Copy out everything from the line with "As a warehouse robot's perception module, locate green" down to the line with "79, 223, 311, 526", putting "sweater" in place of "t-shirt" and changing nothing else.

◆ **Given data**:
____________
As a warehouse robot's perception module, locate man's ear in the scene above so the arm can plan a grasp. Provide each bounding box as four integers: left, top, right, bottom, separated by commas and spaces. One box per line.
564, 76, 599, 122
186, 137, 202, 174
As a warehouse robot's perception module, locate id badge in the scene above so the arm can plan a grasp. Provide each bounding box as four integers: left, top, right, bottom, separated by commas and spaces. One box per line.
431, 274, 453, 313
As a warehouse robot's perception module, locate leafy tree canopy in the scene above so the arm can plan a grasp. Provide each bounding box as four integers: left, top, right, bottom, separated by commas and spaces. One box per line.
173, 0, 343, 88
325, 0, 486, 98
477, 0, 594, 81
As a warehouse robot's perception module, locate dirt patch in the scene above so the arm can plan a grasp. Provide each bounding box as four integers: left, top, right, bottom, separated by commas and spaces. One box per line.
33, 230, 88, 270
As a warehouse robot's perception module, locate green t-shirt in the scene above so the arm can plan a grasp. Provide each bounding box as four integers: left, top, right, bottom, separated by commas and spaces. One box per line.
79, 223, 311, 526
____________
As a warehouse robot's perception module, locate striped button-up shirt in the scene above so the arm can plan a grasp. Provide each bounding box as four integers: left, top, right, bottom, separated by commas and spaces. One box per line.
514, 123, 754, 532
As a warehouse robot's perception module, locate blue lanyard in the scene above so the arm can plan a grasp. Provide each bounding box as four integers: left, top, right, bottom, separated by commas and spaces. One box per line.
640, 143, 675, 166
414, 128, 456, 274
____________
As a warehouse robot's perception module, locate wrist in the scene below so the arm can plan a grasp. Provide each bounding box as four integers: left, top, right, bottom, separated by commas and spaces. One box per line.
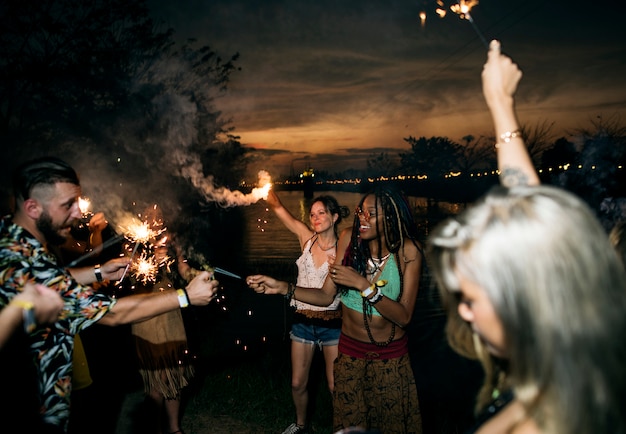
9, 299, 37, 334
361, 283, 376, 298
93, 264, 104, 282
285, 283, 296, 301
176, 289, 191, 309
____________
◆ **Answer for this exercise**:
As a warehouse robot's perception module, locate green sweater in the scene above so the arm can plan a grasp. Provide each bounding box as four integers: left, top, right, bottom, separated by commas and spaces. One box per line.
79, 223, 311, 526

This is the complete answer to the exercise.